Prossiga o relato sobre a recolha de dados biológicos para identificar os restos mortais do pai, começando logo após a última frase apresentada.

== EXCERTO DO TEXTO ==

Feito o exame, pergunto à técnica. “A minha tia doou sangue para o mesmo processo em Luanda. Em maio do ano passado foi à Comissão para a Implementação do Plano de Reconciliação em Memórias das Vítimas dos Conflitos Políticos (CIVICOP) reclamar os restos mortais do meu pai, seu irmão, e em sequência disso foi chamada para recolha de imagem, impressões digitais e sangue num laboratório. É possível vocês solicitarem a Luanda que vos envie os resultados laboratoriais para reforçar estes dados biológicos que de mim coletam?” Ela disse-me que sim, indicou-me o email dela e o email do diretor para fazer a requisição e saí. Lá fora estava o que a esta altura se perfazia como “técnico criminologista” que sorriu e sentou-se à minha frente. Era preciso preencher um papel. No corredor outrora vazio já se formava uma pequena reunião familiar e íamo-nos cumprimentando adivinhando os nomes uns dos outros.
Antes ainda do meu interlocutor me entregar o tal papel de ocasião já eu lhe perguntava: “Então identificaram 10 corpos, é isso?” Ele acenou entre o sim e o não. Continuei: “São 50 mil. Preveem ter a operação terminada quando? Final do ano?” Respondeu-me a única coisa que não poderia estar à espera: “Nós sabemos onde estão os corpos. Os nossos ex-colegas estão a indicar-nos. Alguns ainda trabalham connosco. Eles sabem onde foram colocados os corpos.”
Caiu-me a ficha. Aquilo, dito assim, no corredor de, enfim, para todos os efeitos um local onde se prestam atos médicos. E ele continuou. “Nós podemos fazer isto sozinhos. Não precisamos dos portugueses para nada”. Nesta altura pede à colega que lhe traga a pasta. Eis que entra em cena uma mala de proteção preta tipo Kraiser+Kraft e eu a tentar perceber para onde seriam jogados os dados. Na mala aberta acumulam-se centenas de material de coleta, zaragatoas, seringas espalhadas e a encherem a mala ao ponto de quase se estenderem pelo chão. “Está a ver. O que eles têm nós também temos. Podemos muito bem ser nós a fazer os testes. Se quiser diz-nos e nós vamos e buscamos o processo.” Eu ainda pergunto, no meio do cenário sem linhas vermelhas, “mas e conseguem recuperar o processo da minha tia e juntar ao meu?” Um sorriso triunfalista. “Conseguimos.”

===
== EXCERTOS DOS DADOS ==

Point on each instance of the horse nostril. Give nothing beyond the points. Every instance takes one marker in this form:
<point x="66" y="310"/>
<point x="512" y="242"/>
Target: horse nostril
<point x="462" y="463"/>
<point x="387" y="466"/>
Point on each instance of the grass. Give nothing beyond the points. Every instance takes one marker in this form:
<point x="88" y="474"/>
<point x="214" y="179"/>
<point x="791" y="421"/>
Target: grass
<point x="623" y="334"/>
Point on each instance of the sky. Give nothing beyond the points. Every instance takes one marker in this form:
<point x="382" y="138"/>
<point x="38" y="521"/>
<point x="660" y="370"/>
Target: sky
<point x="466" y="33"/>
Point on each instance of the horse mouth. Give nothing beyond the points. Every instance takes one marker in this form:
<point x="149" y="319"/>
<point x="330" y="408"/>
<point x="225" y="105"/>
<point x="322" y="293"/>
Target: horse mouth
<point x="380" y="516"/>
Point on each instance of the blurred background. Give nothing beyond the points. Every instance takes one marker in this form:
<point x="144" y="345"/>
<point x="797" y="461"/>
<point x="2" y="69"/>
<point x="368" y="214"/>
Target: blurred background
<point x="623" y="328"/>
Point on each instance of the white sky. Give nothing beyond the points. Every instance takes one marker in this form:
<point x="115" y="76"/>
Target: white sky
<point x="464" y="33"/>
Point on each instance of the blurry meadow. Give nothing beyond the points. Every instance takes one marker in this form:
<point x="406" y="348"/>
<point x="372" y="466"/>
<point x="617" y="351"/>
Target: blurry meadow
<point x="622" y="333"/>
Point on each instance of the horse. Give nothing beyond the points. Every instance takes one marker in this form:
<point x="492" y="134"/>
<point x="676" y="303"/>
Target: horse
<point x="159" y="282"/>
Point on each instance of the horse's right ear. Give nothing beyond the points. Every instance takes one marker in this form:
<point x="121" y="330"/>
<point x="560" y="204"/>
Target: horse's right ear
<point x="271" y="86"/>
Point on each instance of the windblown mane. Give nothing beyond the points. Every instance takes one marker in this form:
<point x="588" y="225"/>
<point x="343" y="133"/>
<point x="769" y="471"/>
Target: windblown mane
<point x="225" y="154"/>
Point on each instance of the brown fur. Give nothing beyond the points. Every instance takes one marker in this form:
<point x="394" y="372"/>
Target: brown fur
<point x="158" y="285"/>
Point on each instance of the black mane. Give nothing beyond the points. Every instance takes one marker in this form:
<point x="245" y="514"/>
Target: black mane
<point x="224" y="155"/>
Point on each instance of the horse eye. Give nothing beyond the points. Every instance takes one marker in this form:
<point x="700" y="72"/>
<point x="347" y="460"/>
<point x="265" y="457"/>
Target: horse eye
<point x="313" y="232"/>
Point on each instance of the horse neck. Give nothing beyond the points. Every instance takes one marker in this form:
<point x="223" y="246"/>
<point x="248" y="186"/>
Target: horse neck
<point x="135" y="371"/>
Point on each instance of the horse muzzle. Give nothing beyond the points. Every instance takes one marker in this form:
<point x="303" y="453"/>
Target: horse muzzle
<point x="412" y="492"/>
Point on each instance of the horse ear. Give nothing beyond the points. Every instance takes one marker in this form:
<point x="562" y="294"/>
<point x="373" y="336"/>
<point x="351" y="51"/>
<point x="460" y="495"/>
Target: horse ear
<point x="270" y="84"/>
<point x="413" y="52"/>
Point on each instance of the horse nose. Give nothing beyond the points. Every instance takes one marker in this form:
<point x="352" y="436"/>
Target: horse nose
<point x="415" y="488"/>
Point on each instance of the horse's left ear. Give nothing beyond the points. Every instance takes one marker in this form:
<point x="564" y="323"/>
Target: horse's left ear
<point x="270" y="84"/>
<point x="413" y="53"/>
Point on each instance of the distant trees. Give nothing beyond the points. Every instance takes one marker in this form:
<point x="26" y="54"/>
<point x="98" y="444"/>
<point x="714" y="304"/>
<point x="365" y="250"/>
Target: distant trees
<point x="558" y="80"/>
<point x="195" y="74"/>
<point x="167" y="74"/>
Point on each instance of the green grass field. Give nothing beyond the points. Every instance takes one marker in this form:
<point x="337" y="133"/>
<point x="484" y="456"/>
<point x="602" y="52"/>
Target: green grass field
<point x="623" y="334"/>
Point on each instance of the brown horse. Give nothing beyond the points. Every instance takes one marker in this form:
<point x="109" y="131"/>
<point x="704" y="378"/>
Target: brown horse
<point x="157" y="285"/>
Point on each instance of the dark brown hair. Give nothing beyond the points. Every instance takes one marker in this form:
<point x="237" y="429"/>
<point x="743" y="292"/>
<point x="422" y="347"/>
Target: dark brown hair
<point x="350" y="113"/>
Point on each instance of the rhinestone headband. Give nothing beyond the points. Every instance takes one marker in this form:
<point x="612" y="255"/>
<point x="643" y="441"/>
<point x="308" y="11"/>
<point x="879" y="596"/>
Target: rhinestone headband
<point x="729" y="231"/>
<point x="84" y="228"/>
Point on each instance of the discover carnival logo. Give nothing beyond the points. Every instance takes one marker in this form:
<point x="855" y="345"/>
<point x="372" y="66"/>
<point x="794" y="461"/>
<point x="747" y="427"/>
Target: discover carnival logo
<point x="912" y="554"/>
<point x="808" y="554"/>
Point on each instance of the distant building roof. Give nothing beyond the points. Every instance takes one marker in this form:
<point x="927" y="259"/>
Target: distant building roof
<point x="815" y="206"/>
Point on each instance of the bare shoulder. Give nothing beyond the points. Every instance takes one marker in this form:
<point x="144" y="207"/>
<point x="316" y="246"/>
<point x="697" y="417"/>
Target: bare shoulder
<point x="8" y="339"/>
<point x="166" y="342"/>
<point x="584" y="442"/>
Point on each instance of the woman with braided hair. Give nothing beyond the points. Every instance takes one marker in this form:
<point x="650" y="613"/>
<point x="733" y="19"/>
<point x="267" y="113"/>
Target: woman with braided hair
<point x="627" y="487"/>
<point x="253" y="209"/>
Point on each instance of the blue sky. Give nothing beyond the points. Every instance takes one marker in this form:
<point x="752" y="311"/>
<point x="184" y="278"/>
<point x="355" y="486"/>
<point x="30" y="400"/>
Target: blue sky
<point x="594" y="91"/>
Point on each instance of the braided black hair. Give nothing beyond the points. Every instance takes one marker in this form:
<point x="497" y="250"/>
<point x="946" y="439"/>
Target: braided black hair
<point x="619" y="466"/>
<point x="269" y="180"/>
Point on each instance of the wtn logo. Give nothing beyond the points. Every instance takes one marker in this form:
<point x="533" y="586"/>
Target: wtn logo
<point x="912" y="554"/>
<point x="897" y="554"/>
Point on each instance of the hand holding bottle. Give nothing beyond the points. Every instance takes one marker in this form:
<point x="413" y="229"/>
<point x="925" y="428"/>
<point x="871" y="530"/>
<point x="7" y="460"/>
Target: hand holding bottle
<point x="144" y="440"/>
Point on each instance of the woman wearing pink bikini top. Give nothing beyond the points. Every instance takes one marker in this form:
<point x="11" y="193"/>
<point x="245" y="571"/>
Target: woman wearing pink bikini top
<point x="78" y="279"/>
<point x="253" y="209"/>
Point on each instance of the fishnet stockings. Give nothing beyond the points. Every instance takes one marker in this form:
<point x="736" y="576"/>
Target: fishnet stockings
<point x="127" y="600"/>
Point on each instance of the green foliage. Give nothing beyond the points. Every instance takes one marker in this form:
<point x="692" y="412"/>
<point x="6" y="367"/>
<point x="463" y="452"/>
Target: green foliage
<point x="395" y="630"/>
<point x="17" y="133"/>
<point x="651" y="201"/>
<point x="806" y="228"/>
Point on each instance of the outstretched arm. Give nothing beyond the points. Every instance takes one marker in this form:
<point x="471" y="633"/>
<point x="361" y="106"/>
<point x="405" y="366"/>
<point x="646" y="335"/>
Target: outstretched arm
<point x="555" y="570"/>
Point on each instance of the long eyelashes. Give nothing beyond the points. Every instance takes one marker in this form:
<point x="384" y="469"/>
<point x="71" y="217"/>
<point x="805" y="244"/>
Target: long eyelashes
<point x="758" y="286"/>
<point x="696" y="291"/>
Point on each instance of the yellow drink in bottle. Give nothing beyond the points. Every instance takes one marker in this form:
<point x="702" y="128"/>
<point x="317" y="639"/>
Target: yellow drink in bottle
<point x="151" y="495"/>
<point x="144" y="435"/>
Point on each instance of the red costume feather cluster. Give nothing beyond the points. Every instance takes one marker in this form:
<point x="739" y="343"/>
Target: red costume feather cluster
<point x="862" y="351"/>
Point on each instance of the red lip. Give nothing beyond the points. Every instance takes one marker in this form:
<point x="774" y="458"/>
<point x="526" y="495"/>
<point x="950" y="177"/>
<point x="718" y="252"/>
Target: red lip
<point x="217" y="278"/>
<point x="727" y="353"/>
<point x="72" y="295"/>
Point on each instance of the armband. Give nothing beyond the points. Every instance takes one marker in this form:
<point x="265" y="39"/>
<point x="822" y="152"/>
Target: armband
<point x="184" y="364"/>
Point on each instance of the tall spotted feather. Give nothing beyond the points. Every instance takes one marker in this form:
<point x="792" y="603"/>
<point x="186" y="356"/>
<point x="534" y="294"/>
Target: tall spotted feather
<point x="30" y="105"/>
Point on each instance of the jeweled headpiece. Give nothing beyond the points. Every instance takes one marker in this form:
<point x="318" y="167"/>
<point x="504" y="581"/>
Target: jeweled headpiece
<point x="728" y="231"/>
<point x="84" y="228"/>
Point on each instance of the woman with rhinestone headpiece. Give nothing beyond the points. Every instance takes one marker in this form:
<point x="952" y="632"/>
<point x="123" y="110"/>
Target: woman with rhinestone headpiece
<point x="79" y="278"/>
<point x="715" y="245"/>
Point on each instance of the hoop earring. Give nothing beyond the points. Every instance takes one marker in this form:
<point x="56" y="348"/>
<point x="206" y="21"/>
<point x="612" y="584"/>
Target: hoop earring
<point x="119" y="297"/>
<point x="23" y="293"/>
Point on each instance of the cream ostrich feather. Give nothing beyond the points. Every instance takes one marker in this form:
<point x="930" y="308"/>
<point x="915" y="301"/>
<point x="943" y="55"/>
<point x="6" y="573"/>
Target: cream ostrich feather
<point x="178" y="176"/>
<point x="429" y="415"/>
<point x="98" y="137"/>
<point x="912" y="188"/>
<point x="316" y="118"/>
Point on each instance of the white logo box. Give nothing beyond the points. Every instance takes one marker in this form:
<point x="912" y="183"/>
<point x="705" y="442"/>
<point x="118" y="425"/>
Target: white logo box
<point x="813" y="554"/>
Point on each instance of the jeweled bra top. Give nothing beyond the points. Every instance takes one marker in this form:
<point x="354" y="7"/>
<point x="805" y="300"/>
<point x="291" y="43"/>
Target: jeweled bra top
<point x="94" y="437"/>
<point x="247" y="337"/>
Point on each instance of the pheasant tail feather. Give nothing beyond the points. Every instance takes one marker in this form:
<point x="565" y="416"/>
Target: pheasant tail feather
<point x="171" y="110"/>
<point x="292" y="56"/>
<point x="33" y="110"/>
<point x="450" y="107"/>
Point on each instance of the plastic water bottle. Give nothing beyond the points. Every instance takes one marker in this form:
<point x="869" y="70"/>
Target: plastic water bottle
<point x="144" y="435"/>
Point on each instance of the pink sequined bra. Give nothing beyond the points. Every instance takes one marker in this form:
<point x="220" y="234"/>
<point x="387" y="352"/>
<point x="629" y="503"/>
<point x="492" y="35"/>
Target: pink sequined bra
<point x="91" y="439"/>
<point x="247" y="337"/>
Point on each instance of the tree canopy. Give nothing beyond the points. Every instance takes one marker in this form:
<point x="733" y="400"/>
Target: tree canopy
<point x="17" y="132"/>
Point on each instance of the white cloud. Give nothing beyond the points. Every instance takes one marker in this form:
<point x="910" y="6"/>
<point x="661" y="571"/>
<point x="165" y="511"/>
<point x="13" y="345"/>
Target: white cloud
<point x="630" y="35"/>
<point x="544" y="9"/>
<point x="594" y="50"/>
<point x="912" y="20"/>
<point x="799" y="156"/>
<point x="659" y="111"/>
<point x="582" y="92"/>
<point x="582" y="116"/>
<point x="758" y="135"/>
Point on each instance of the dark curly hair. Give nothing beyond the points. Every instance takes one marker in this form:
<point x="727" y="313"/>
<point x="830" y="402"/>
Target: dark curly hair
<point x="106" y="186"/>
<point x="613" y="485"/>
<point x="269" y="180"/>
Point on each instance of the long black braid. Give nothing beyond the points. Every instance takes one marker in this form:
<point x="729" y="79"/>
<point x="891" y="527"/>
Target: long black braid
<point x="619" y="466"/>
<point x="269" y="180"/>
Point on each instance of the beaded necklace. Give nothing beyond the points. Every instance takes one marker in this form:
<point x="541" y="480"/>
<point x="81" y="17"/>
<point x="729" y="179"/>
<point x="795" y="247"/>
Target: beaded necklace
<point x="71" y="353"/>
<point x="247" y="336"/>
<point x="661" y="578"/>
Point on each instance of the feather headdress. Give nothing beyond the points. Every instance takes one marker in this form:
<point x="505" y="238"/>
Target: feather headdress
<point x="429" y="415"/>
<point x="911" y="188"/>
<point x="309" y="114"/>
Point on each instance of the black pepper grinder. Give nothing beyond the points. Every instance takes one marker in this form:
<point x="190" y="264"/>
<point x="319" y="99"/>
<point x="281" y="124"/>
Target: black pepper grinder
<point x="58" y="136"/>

===

→ **RESPOSTA FINAL**:
A vida sempre a insistir em colocar-me no perímetro, a colocar à prova coisas que tenho dadas como certas, como o resquício da humanidade a soar em todo e qualquer ser humano, como o bem acima do mal, como o perdão acima de todos os nossos pecados… E depois eu ali, sem saber por onde me mover, atada entre aquilo que somos e aquilo que eu me recuso a ver, entre esta mochila das pedras em que já nem eu consigo perceber a utilidade de continuar a carregar. Porquê? Para onde? Com que sentido? Vale a pena continuar? Para ver mais quê?
Respondi-lhe. “Vou falar com alguém mais experiente do que eu e depois digo-lhe algo. Só quero que se comprometa em ceder os dados do processo da minha tia.” Acenou que sim e nas primeiras forças que tive para me levantar tocou o telemóvel. Era o Che. Finalmente, o meu irmão.
– “Che…”
– “Ulika…”
– “É tão bom ouvir a tua voz.”
– “E eu a tua.”
Fui até ao fundo do corredor. Sentei-me. Falámos. Ele terminou, que a tia Mimosa era da mesma opinião. E eu não hesitei. Voltei para falar com o colega dos homens que mataram o meu pai. “Já resolvi. Eu vou acompanhar os meus irmãos. O processo fica aqui e seguirá os mesmos trâmites que o deles”.
Não sabendo eu nem o caminho, nem o motivo, nem para onde esta mochila nos leva, lembrei-me que pode haver um fim na tempestade. Como Gerry & The Pacemakers. Saí dali. “Walk on, walk on/ With hope in your heart/ And you'll never walk alone/ You'll never walk alone.”